By BRIDGE Committee Member Benjamin Keisling
That’s the first question that BRIDGE Scholar Dr. Andrew Greenlee posed to the audience at his BRIDGE2Impacts Presentation, titled “BRIDGE2Impacts: Strange Bedfellows? Creating an Interdisciplinary Space for Research on Housing Policy and Bedbugs.” A few people in the room could correctly identify the pest’s profile, but that is not the case for the vast majority of Americans. Nevertheless, it’s a skill that is becoming increasingly important for residents of Chicago, where Dr. Greenlee’s research is centered.
Dr. Greenlee studies the mobility of Chicago residents using data mined for the purpose of sending junk mail. He uses those data to study how Chicagoans move within and between neighborhoods, and compares the trends with socioeconomic, demographic, and political patterns. His work highlights spatial “clusters” – persistent pathways between certain neighborhoods which share sociological characteristics. So how did he end up talking to us about bedbugs all morning?
When people move, they bring lots of things they want with them — their furniture, clothes and appliances, for example — but other unwanted things sometimes tag along for the ride. When Dr. Greenlee compared the clusters that his work identified with reported bedbug violations, where a resident has called an inspector to report a pest infestation, and found a strong correlation. Communities of color had far more violations, and communities where more of the properties were owned rather than rented had far fewer. This observation led Dr. Greenlee to forge new collaborations that were the subject of his BRIDGE2Impacts presentation.

TASK TO COMPLETE
Copy the stretch from "By BRIDGE Committee" through "research is centered." in the piece on the bedbug talk, switching "audience" to "crowd".

EXCERPTED DATA
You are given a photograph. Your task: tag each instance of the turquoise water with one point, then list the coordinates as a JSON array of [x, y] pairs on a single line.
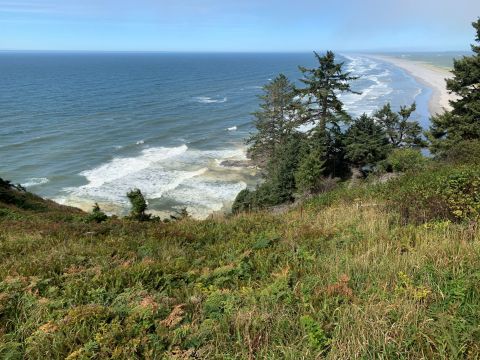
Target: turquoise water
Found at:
[[79, 127]]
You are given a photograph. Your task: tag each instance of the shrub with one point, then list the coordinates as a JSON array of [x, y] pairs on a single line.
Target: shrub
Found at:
[[402, 160], [139, 205], [97, 215], [437, 194], [464, 152]]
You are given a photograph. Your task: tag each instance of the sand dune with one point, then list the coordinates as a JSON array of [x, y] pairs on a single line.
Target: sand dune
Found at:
[[429, 75]]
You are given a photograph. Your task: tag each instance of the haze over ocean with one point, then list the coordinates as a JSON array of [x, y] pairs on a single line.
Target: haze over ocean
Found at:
[[85, 127]]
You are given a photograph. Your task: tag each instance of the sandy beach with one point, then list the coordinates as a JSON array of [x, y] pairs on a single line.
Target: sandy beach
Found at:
[[431, 76]]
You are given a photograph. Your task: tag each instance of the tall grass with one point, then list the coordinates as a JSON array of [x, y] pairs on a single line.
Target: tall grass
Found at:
[[338, 278]]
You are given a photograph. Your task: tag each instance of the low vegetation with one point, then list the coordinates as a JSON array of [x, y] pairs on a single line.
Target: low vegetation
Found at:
[[386, 270], [390, 269]]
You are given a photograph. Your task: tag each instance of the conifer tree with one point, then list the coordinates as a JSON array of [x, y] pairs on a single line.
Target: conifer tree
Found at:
[[463, 122], [275, 120], [366, 142], [322, 87], [400, 130], [311, 169]]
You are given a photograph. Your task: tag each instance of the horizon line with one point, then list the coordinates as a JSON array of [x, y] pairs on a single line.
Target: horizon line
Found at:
[[230, 51]]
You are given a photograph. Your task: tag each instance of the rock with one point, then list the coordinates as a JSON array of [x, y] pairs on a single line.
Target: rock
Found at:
[[237, 163]]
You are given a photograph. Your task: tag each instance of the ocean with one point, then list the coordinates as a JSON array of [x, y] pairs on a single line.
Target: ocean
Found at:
[[80, 128]]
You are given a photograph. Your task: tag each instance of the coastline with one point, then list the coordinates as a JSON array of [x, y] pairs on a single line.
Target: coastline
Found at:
[[429, 75]]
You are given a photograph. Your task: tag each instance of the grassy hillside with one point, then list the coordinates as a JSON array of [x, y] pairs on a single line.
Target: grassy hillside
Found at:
[[369, 272]]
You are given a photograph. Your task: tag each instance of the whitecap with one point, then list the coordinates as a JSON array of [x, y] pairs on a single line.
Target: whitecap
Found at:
[[34, 182], [209, 100]]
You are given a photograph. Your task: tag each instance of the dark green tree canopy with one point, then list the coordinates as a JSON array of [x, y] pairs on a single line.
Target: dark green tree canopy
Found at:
[[366, 142], [322, 87], [275, 120], [400, 130], [463, 122]]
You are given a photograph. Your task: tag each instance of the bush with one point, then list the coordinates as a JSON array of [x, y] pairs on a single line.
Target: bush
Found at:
[[464, 152], [139, 205], [97, 215], [403, 160], [443, 193]]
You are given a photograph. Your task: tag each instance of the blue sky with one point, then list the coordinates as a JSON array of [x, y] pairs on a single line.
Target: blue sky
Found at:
[[237, 25]]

RESPONSE TO THE TASK
By BRIDGE Committee Member Benjamin Keisling
That’s the first question that BRIDGE Scholar Dr. Andrew Greenlee posed to the crowd at his BRIDGE2Impacts Presentation, titled “BRIDGE2Impacts: Strange Bedfellows? Creating an Interdisciplinary Space for Research on Housing Policy and Bedbugs.” A few people in the room could correctly identify the pest’s profile, but that is not the case for the vast majority of Americans. Nevertheless, it’s a skill that is becoming increasingly important for residents of Chicago, where Dr. Greenlee’s research is centered.